== What to produce ==
Extract every line of the data below that contains the string "blue". The match is case-sensitive.

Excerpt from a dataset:
..............................

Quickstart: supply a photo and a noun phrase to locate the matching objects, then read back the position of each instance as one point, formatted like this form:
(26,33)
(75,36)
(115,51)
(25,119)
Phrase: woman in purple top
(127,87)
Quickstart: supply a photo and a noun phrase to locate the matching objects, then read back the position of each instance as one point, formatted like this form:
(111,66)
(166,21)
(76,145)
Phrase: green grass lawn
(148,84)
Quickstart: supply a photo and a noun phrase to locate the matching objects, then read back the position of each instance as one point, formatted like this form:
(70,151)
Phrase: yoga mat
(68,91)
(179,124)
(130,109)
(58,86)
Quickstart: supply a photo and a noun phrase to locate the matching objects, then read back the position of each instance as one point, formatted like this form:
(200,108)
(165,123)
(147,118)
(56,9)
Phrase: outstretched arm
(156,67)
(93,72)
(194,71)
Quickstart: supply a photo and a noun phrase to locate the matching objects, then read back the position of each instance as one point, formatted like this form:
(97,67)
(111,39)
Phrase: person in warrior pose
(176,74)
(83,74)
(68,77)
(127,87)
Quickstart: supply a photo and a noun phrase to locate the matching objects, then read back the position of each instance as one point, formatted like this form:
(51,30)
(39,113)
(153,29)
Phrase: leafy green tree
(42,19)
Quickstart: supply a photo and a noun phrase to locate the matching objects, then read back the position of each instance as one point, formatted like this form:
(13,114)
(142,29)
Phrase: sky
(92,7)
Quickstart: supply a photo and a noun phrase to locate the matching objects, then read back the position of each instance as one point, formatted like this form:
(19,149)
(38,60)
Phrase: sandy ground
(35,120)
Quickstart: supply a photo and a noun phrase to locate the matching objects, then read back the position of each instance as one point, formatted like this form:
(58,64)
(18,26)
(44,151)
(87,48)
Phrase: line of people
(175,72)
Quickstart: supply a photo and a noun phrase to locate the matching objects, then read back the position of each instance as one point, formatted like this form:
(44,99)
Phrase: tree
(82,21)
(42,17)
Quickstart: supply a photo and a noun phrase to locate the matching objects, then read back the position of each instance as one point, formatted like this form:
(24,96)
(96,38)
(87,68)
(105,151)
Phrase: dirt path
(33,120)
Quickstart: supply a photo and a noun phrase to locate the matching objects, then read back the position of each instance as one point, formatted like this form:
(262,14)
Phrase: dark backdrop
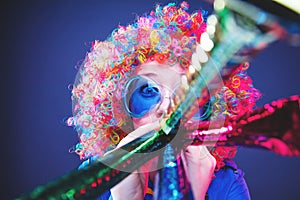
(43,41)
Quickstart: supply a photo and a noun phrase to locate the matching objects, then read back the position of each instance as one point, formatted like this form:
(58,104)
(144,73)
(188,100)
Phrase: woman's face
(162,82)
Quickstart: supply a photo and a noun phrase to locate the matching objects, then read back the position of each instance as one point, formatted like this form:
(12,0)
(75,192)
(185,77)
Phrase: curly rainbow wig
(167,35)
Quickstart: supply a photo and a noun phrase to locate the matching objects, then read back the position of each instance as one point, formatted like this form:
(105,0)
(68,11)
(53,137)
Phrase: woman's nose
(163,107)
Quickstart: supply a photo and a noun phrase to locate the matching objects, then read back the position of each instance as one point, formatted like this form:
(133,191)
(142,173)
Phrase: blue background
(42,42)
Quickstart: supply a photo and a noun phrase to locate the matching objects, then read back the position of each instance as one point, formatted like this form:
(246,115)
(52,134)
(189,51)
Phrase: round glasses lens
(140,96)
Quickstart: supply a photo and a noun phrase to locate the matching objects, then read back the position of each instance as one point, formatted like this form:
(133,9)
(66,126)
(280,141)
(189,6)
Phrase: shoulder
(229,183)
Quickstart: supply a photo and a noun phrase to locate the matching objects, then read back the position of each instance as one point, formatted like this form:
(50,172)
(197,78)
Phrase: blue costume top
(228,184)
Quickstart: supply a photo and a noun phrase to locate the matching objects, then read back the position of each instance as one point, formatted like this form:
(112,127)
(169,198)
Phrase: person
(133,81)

..............................

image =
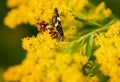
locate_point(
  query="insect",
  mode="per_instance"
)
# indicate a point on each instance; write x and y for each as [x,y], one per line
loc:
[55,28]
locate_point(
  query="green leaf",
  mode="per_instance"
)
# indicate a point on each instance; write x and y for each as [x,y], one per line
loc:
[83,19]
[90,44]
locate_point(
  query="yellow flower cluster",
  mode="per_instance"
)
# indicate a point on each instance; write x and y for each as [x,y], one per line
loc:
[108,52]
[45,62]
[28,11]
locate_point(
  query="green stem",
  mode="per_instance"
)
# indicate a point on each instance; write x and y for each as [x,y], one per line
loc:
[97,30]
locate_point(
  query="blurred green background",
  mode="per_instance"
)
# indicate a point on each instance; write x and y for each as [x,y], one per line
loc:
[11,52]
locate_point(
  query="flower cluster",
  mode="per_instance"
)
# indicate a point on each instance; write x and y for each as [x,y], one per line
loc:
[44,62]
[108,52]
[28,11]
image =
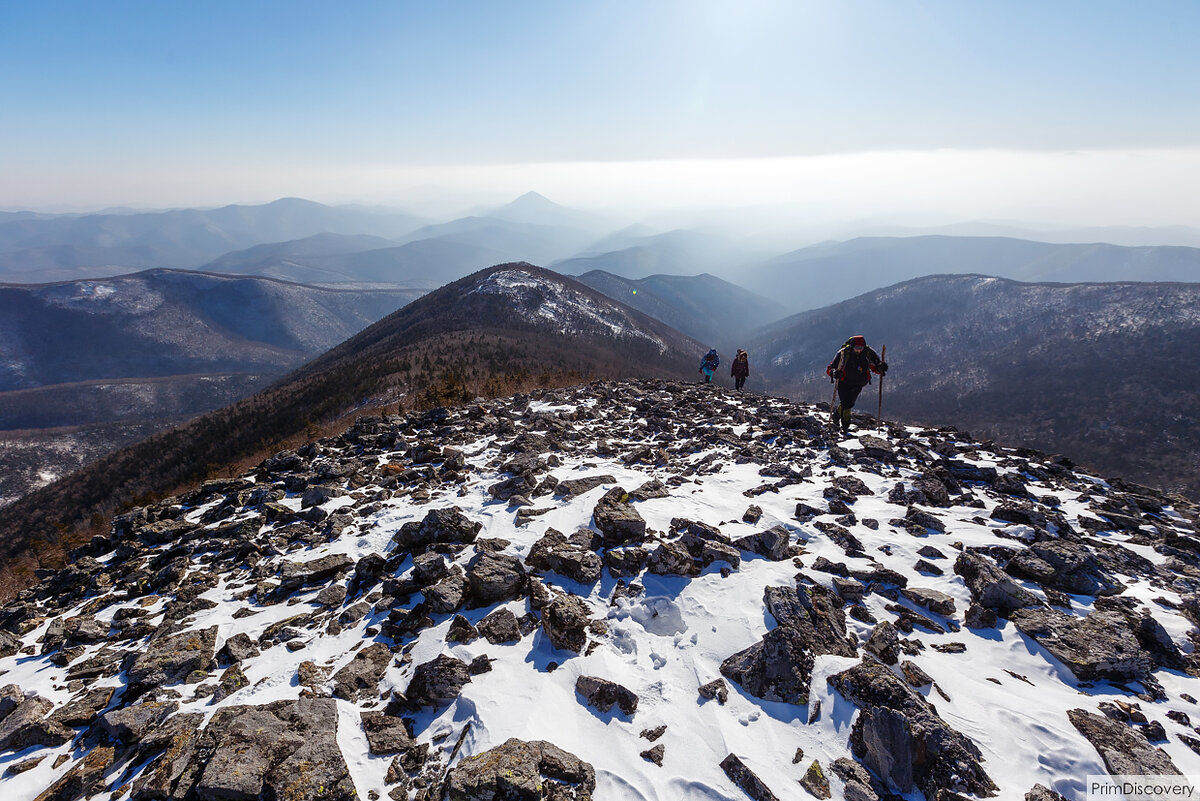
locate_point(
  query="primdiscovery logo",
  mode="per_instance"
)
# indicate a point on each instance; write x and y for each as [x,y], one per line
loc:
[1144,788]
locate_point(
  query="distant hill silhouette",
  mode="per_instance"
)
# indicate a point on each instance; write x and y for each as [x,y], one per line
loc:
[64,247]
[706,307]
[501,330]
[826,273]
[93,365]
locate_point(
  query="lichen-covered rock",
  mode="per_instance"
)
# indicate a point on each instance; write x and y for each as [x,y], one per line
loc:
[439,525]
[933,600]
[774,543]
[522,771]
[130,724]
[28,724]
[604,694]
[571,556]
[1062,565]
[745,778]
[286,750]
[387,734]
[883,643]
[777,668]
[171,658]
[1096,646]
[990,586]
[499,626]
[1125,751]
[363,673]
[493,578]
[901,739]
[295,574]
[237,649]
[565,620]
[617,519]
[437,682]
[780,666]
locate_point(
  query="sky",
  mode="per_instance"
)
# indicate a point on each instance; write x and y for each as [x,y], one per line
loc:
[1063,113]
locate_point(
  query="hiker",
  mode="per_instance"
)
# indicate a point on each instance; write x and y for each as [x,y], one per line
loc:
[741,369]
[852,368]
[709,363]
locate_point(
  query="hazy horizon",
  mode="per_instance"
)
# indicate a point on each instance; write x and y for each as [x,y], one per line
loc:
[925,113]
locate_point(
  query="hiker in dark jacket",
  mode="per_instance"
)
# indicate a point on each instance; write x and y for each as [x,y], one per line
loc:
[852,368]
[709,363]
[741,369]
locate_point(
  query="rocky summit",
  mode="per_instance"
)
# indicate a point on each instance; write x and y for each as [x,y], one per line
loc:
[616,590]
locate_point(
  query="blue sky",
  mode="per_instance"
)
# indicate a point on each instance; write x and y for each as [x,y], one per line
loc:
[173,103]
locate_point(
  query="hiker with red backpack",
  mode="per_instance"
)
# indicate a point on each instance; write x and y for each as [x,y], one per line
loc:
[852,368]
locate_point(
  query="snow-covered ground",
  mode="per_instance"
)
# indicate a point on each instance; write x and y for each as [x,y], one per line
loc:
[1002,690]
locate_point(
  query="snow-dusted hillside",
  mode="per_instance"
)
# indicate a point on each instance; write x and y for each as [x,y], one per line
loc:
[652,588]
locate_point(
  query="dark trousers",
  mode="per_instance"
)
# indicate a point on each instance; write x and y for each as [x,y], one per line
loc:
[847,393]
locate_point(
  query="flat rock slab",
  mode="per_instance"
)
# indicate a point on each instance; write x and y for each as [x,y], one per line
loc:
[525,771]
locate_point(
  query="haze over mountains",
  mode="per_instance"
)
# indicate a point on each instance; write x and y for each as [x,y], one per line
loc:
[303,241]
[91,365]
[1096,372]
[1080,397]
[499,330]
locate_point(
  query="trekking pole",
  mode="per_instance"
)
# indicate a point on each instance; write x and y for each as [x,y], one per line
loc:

..............................

== Task response ==
Phrase: blue background
Phrase: blue costume top
  query="blue sky",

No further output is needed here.